**REQUIREMENTS**
Please put the material below into a Markdown table with the columns "Number" and "Line", one row per line, starting at the very first line of the material and ending with the line that contains "(232, 177), (282, 245)", that line included. Skip blank lines and leave the pictures out.

**MATERIAL FOR THE TASK**
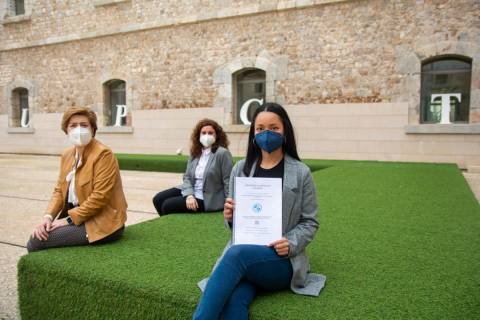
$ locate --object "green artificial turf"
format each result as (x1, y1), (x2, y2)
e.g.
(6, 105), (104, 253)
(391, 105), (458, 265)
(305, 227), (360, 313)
(115, 153), (380, 173)
(18, 162), (480, 320)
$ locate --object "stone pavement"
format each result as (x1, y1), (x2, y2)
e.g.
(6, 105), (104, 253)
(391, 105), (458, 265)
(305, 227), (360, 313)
(0, 154), (182, 319)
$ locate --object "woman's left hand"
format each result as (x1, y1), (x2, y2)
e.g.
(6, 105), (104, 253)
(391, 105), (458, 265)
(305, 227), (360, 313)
(50, 218), (68, 231)
(268, 238), (289, 256)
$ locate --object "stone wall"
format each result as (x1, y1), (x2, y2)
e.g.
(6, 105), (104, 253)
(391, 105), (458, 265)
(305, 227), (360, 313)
(0, 0), (480, 121)
(0, 103), (480, 168)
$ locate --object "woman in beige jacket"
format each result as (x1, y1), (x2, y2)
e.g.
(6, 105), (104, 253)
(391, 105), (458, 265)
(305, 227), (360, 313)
(27, 107), (127, 252)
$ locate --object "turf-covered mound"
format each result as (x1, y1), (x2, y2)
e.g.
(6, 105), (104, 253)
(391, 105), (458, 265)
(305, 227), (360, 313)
(18, 163), (480, 319)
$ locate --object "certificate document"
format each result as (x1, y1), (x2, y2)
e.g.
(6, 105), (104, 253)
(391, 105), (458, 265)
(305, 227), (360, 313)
(232, 177), (282, 245)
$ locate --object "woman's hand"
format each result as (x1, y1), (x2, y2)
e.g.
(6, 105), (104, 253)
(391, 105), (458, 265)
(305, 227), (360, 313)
(33, 217), (52, 241)
(223, 198), (235, 223)
(268, 238), (289, 256)
(50, 218), (68, 231)
(185, 195), (198, 211)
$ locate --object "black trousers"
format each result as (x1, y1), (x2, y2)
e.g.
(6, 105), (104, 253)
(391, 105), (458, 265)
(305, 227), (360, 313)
(153, 188), (205, 216)
(27, 223), (125, 252)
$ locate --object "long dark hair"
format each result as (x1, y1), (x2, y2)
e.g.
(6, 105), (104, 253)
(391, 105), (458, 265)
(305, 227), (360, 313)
(243, 102), (300, 176)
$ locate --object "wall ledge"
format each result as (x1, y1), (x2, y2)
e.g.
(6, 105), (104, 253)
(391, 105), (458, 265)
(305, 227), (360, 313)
(404, 123), (480, 134)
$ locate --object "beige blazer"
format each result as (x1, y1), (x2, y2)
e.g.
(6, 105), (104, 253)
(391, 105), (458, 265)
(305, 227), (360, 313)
(46, 139), (127, 242)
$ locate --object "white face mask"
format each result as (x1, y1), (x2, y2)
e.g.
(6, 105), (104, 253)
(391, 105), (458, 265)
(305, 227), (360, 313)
(68, 126), (92, 147)
(200, 134), (215, 148)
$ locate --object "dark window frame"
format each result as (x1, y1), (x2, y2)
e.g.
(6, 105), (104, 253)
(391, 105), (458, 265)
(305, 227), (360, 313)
(420, 55), (472, 124)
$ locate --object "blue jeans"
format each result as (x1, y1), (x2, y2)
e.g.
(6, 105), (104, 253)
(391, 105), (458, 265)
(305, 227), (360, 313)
(193, 245), (293, 320)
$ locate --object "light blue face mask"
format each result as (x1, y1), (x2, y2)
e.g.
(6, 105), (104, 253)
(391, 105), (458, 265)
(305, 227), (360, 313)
(254, 130), (283, 153)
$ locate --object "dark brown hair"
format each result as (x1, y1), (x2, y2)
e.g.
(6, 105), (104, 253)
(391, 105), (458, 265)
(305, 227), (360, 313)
(190, 119), (230, 158)
(62, 107), (97, 137)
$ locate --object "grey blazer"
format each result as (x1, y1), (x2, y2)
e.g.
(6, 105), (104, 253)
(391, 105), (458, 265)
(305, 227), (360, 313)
(198, 155), (326, 296)
(178, 147), (233, 211)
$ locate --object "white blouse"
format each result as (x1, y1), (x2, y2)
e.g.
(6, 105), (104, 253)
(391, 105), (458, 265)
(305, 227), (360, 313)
(66, 151), (82, 206)
(193, 148), (212, 200)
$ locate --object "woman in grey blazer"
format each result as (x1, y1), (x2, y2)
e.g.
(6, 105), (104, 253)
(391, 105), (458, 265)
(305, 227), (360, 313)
(153, 119), (233, 216)
(193, 103), (325, 319)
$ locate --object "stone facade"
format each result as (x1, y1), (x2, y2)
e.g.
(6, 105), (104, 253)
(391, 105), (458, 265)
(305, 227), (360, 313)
(0, 0), (480, 168)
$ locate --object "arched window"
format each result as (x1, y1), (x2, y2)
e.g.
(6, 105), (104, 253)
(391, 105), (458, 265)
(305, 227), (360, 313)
(103, 79), (127, 126)
(420, 56), (472, 123)
(10, 88), (30, 127)
(233, 69), (266, 124)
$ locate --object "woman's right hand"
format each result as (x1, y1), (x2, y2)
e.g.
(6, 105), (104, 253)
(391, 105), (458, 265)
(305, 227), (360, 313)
(185, 195), (198, 211)
(33, 217), (52, 241)
(223, 198), (235, 223)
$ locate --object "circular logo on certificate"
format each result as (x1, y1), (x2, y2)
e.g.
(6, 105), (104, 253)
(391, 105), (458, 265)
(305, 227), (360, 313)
(252, 202), (262, 213)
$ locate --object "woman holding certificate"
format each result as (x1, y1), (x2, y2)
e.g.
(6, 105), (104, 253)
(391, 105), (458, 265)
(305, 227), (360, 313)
(153, 119), (233, 216)
(193, 103), (325, 319)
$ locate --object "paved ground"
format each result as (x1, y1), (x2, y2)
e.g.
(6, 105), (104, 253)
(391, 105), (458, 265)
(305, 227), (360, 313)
(0, 154), (181, 319)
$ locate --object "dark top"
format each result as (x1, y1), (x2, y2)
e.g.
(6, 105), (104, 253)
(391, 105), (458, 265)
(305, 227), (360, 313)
(253, 159), (285, 180)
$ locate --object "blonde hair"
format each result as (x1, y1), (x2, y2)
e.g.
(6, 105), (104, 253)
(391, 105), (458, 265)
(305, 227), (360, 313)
(62, 107), (97, 136)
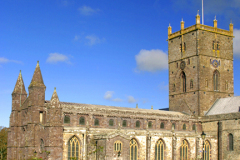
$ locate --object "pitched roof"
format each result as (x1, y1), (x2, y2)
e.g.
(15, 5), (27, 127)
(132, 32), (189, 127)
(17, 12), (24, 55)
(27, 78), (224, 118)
(205, 96), (240, 115)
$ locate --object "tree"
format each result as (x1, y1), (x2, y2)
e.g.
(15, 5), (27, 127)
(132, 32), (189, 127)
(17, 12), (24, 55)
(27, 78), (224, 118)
(0, 126), (8, 160)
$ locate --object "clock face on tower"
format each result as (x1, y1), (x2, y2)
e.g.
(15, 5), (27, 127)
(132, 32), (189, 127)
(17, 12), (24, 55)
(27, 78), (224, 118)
(212, 60), (219, 68)
(180, 61), (185, 70)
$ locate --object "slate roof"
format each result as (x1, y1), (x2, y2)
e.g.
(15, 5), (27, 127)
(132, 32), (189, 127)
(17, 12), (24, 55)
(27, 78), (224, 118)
(205, 96), (240, 116)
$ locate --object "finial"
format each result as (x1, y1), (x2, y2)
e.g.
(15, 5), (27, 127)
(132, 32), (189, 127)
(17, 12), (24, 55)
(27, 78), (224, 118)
(37, 61), (39, 67)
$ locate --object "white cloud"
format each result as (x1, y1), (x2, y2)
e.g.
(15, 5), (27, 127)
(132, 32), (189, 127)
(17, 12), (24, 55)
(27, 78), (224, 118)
(0, 57), (23, 64)
(135, 49), (168, 72)
(128, 96), (137, 103)
(233, 29), (240, 58)
(85, 35), (105, 46)
(78, 6), (100, 16)
(47, 53), (71, 64)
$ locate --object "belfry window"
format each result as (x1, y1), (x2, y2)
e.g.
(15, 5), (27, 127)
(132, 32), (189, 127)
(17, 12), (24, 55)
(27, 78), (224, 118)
(94, 119), (99, 126)
(181, 72), (186, 92)
(130, 139), (138, 160)
(155, 139), (164, 160)
(148, 121), (152, 128)
(203, 141), (211, 160)
(213, 70), (220, 91)
(79, 117), (85, 125)
(68, 136), (81, 160)
(180, 140), (188, 160)
(228, 133), (233, 151)
(64, 115), (70, 124)
(136, 121), (140, 128)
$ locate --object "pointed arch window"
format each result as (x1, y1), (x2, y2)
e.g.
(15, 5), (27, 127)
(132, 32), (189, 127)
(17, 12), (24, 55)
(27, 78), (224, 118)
(213, 70), (220, 91)
(148, 121), (152, 128)
(181, 72), (186, 92)
(228, 133), (233, 151)
(203, 141), (211, 160)
(160, 122), (164, 129)
(64, 115), (70, 124)
(79, 117), (85, 125)
(136, 121), (140, 128)
(155, 139), (164, 160)
(109, 119), (114, 126)
(130, 139), (138, 160)
(68, 136), (81, 160)
(94, 119), (99, 126)
(180, 140), (188, 160)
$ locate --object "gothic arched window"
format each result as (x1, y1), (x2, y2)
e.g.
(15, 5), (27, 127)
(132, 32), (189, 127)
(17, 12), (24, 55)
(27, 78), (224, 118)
(228, 133), (233, 151)
(180, 140), (188, 160)
(68, 136), (81, 160)
(183, 124), (187, 130)
(148, 121), (152, 128)
(181, 72), (186, 92)
(79, 117), (85, 125)
(130, 139), (138, 160)
(109, 119), (114, 126)
(122, 120), (127, 127)
(136, 121), (140, 128)
(160, 122), (164, 129)
(94, 119), (99, 126)
(203, 141), (211, 160)
(155, 139), (164, 160)
(64, 116), (70, 123)
(213, 70), (220, 91)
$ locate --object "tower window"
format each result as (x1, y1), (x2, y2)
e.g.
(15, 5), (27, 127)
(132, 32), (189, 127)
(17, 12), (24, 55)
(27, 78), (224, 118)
(181, 72), (186, 92)
(109, 119), (114, 126)
(213, 70), (220, 91)
(64, 116), (70, 124)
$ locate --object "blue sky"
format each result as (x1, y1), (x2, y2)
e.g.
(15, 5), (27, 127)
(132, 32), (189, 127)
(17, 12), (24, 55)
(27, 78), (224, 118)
(0, 0), (240, 126)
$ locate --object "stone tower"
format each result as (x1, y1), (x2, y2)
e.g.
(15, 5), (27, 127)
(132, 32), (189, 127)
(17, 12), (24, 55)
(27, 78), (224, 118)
(168, 15), (234, 116)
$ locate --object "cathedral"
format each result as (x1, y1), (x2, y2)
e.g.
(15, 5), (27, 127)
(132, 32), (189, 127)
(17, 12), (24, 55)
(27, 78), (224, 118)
(7, 15), (240, 160)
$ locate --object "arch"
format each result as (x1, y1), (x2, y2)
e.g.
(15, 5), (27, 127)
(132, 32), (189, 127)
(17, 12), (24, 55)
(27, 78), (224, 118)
(213, 70), (220, 91)
(136, 120), (140, 128)
(64, 115), (70, 124)
(180, 140), (189, 160)
(180, 71), (187, 92)
(68, 135), (81, 159)
(228, 133), (233, 151)
(148, 121), (152, 128)
(109, 119), (114, 126)
(79, 117), (85, 125)
(192, 124), (196, 131)
(114, 140), (122, 152)
(203, 140), (211, 160)
(160, 122), (164, 129)
(155, 139), (165, 160)
(183, 123), (187, 130)
(94, 118), (99, 126)
(122, 120), (127, 127)
(130, 138), (138, 160)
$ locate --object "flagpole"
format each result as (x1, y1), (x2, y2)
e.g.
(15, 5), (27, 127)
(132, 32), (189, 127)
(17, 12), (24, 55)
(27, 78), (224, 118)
(202, 0), (204, 25)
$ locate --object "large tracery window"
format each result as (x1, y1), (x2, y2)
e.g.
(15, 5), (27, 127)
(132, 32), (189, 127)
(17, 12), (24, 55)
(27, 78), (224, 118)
(213, 70), (220, 91)
(181, 72), (186, 92)
(68, 136), (81, 160)
(180, 140), (188, 160)
(203, 141), (211, 160)
(155, 139), (164, 160)
(130, 139), (138, 160)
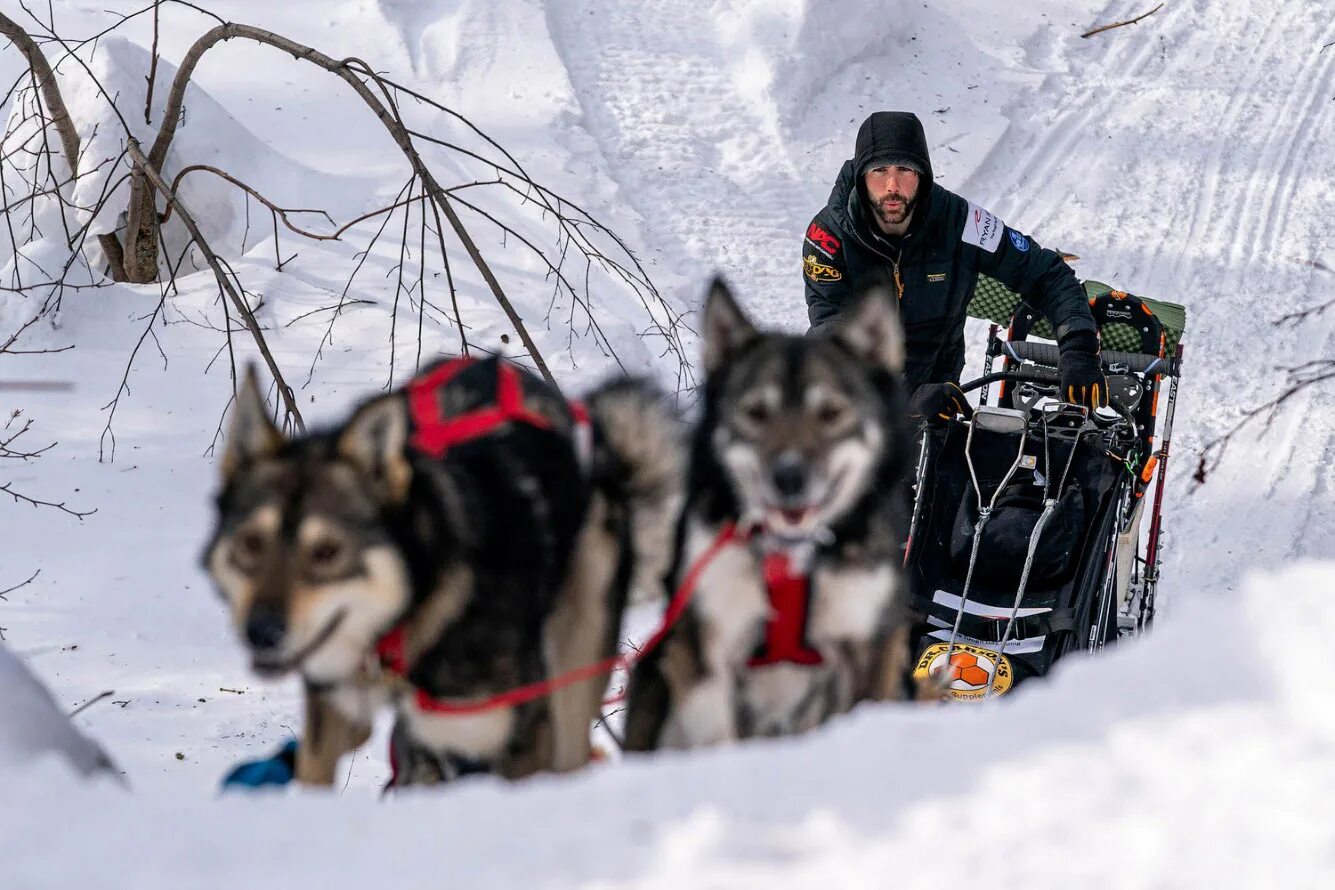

**SOLUTION TO THIS EXERCISE**
| Number | Line |
|---|---|
| 1 | $ locate --object "green artificial turf" |
| 2 | format each result as (x1, y1), (x2, y2) |
| 3 | e.g. |
| 4 | (6, 105), (104, 253) |
| 5 | (391, 105), (458, 265) |
| 6 | (305, 227), (360, 313) |
| 7 | (115, 153), (380, 173) |
| 8 | (18, 162), (480, 320) |
| 9 | $ locate --object "stone pavement" |
| 10 | format each result as (x1, y1), (x2, y2) |
| 11 | e.g. |
| 12 | (6, 105), (104, 253) |
| 13 | (391, 105), (458, 265) |
| 14 | (305, 227), (360, 313) |
| 15 | (0, 154), (182, 319) |
| 16 | $ locate --object "woman's left hand" |
| 17 | format each result as (x1, y1), (x2, y2) |
| 18 | e.g. |
| 19 | (6, 105), (104, 253) |
| 20 | (391, 105), (458, 265) |
| 21 | (305, 227), (360, 313) |
| 22 | (50, 218), (68, 231) |
| 23 | (268, 238), (289, 256) |
| 24 | $ locate --object "stone wall" |
| 25 | format each result as (x1, y1), (x2, y2) |
| 26 | e.g. |
| 27 | (6, 105), (104, 253) |
| 28 | (391, 105), (458, 265) |
| 29 | (305, 227), (360, 313) |
| 30 | (0, 0), (480, 121) |
| 31 | (0, 103), (480, 168) |
| 32 | $ locate --object "woman in beige jacket" |
| 33 | format each result as (x1, y1), (x2, y2) |
| 34 | e.g. |
| 35 | (6, 105), (104, 253) |
| 36 | (391, 105), (458, 265) |
| 37 | (305, 227), (360, 313) |
| 38 | (27, 107), (127, 252) |
| 39 | $ locate --object "turf-covered mound" |
| 40 | format each result as (x1, y1), (x2, y2) |
| 41 | e.g. |
| 42 | (6, 105), (104, 253) |
| 43 | (391, 105), (458, 265) |
| 44 | (305, 227), (360, 313) |
| 45 | (18, 163), (480, 319) |
| 46 | $ locate --object "certificate document" |
| 47 | format each result as (x1, y1), (x2, y2) |
| 48 | e.g. |
| 49 | (6, 105), (104, 253) |
| 50 | (391, 105), (458, 265) |
| 51 | (305, 227), (360, 313) |
| 52 | (232, 177), (282, 245) |